* **Given instruction**
Copy all of the records below verbatim.

##### Data provided #####

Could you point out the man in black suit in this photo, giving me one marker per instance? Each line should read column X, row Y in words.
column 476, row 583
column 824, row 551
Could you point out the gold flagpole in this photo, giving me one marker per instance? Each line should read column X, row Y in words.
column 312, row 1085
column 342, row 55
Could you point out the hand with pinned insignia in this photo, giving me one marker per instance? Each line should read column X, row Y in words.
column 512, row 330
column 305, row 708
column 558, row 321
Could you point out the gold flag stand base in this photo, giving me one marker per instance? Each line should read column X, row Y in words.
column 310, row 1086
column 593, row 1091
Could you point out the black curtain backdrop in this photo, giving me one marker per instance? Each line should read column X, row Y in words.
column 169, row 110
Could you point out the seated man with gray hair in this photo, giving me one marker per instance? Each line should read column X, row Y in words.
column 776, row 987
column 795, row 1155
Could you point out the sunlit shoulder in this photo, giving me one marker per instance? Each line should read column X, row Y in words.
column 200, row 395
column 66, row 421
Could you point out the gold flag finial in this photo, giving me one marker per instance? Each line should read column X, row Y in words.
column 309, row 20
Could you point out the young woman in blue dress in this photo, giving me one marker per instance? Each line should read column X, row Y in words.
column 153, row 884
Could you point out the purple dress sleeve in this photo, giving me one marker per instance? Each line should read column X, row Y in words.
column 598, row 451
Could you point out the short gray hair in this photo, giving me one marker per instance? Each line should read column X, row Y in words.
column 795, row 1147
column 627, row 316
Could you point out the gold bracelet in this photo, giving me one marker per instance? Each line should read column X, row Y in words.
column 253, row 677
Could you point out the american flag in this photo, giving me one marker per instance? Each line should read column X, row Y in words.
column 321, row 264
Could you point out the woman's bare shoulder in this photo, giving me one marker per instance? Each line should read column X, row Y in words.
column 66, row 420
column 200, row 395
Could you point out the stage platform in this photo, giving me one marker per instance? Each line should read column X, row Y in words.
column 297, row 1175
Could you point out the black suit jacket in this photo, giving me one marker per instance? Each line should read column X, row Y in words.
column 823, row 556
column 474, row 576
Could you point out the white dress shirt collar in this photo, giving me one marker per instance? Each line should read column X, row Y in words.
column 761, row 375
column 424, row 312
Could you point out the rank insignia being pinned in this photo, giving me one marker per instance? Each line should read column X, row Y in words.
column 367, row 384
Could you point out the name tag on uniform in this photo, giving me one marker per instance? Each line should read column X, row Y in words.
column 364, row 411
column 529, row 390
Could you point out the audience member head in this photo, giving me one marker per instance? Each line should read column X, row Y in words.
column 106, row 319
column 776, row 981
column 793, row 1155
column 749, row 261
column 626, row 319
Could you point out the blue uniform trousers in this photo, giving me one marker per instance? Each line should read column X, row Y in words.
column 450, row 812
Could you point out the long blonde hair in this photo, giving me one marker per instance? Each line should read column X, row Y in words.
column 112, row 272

#####

* **Task result**
Could you point out the man in black suit in this photo, giving me one marker per instance? Each line should read column X, row Y in words.
column 476, row 583
column 824, row 551
Could you point out the gold flagpole in this photo, giving me one marker per instance? Each line should read column X, row Y in words.
column 312, row 1085
column 342, row 55
Could you point out the hand with pinned insignia in this photo, giving me one marker per instance? Each line should read column X, row Y in words.
column 512, row 330
column 305, row 708
column 558, row 321
Could you point out the gold flag stand base in this photo, giving me one marker per instance? Each line should read column X, row Y in words.
column 310, row 1086
column 593, row 1091
Could you point out the black curtain backdrop in this photo, giving me one marker per instance? Each line should read column X, row Y in words.
column 169, row 110
Could you point out the seated man with gray hair in this photo, giving me one marker per instance? Each line should read column X, row Y in words.
column 776, row 987
column 795, row 1155
Could you point out the sunlit shoulder in this photo, giving me one marker per instance? Each line should read column X, row Y in words.
column 200, row 395
column 66, row 421
Could you point out the gold flag finial in this photo, giving me one marker per instance? Each line should read column X, row Y in words.
column 309, row 20
Could you point out the young woman in blue dress in this photo, giving me one marker per instance? Each line should read column X, row Y in words.
column 153, row 884
Could you point out the purple dress sleeve in this photo, giving me one marker per instance? Each line should read column X, row Y in words.
column 598, row 451
Could you point out the short gray hair in this photo, giving me one marker per instance? Each line should read column X, row Y in words.
column 795, row 1147
column 627, row 316
Could you point out the gold bracelet in this photo, giving me one marker per instance? Each line should read column X, row Y in words.
column 253, row 677
Could you point out the american flag in this photo, giving me one marker per instance? Each line should read column X, row Y in words.
column 321, row 264
Could you point out the woman's bare shoulder in this photo, giving me one marker per instance? Each line should read column X, row Y in words.
column 66, row 420
column 200, row 395
Could you point out the stage platform in this photo, giving me one marker per instance? Each line should read column X, row Y in words.
column 297, row 1175
Could you point out the black suit jacket in this photo, giving me one marker per instance? Each line should read column X, row Y in words.
column 823, row 556
column 474, row 576
Could you point out the white dress shirt collar in this photo, giving me one marker per instance? Each line should read column X, row Y in words.
column 761, row 375
column 424, row 312
Could you point out the rank insignia being pinned in this photo, giving me one marker per instance? Each line should read column X, row Y in words.
column 367, row 384
Could you point out the name tag on uniform in this photo, giving me one marker per instance? Each line should read column X, row Y in words.
column 364, row 411
column 529, row 390
Could you point out the audience member head in this photo, giving me one marker per instance? Each line should read column X, row Y in words.
column 106, row 319
column 776, row 981
column 793, row 1155
column 749, row 261
column 626, row 319
Could you point out the blue uniform trousers in this photo, giving me one marker per instance? Each line should read column X, row Y in words.
column 450, row 812
Could you point out the long blonde hair in this photo, giving me one marker per instance? Each line should read column X, row Y in words.
column 112, row 272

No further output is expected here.